Problem>
Every record here needs to be duplicated exactly.

(Saved data entries)
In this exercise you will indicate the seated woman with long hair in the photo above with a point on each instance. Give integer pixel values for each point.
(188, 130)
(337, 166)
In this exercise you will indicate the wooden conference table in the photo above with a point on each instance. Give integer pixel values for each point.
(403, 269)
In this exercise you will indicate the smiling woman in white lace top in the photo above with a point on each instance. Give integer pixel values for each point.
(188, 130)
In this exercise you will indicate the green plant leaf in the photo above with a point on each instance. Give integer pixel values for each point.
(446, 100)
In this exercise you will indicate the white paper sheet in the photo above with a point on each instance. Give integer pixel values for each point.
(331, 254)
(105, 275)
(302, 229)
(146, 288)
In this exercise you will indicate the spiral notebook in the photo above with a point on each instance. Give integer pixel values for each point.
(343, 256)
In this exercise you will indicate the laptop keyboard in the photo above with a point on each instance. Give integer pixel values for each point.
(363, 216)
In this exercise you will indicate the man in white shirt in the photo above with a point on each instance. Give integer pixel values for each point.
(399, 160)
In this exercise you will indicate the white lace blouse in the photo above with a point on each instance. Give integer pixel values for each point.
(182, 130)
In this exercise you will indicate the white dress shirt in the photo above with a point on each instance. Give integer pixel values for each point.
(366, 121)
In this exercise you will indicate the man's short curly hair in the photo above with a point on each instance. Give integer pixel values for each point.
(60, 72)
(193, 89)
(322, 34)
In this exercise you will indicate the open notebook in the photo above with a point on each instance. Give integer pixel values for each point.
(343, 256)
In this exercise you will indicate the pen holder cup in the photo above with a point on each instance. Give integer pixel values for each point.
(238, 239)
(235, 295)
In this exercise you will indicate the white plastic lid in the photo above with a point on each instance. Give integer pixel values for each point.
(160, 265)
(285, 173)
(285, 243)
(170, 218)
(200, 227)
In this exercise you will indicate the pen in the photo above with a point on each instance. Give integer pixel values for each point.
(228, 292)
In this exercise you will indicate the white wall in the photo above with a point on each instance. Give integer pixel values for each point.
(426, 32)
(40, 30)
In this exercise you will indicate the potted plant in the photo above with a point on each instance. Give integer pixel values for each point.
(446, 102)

Response>
In this exercise you will indicate the seated woman with long hair in the photo above with a point on each instance. Give integer pixel values for each point.
(188, 130)
(337, 166)
In this exercise you will indicate the wooden conference table in the photo above with a point on each instance. Give integer pixel values for each point.
(403, 269)
In this exercise you will indicate the smiling woman in white lace top in the photo above with a point on each instance. Give integer pixel values for each point.
(188, 130)
In this exercise you will indicate the green plant leaf in the photo above with a point on each instance. Give integer pixel values for each point.
(446, 100)
In this exercise you will indicate the white paper sheet in the photo above with a point on each instance. Give integer pixel values for each point.
(331, 254)
(105, 275)
(302, 229)
(146, 288)
In this exercise you will indicate the spiral notebook in the photo above with a point on each instance. Give integer pixel values for each point.
(343, 256)
In this exercise you will indicate the laptop keyboard in the photo above with a point on each instance. Give integer pixel values for each point.
(363, 216)
In this exercise you will indicate the man in white shirt in the photo above with a point on each instance. Give integer pixel values for each point.
(399, 160)
In this exercise you will indicate the white lace blouse in the photo above with a point on each instance. Give integer pixel values for each point.
(182, 130)
In this exercise you will indicate the white dress shirt in the photo above with a point on each instance. Give integer pixel values for each point.
(366, 121)
In this exercise you will indicate the man's short curly hair in the photo above with a point on each instance. Give integer pixel values for each point.
(60, 72)
(193, 89)
(322, 34)
In this exercise you will indicate the open notebook in the photo above with a point on each instance. Give integer pixel values for each point.
(343, 256)
In this exercise you will indicate the pen holder cup in the photo above with a point on each instance. Give integer pixel values for each point.
(238, 239)
(235, 295)
In this exercise you will indicate the white plastic lid in the photo above with a point on each instance. Give integer pixel values for each point.
(160, 265)
(285, 173)
(285, 243)
(170, 218)
(200, 227)
In this exercise you will indicate the pen in the photo above with a point on each instance. Give integer pixel values for each point.
(228, 292)
In this exercise you will indicate the white wall in the photo above with a point on each instance. Give integer pixel values for each point.
(426, 32)
(40, 30)
In this exercise you will indicate the potted plant in the photo above with a point on each instance. Give integer pixel values for each point.
(446, 102)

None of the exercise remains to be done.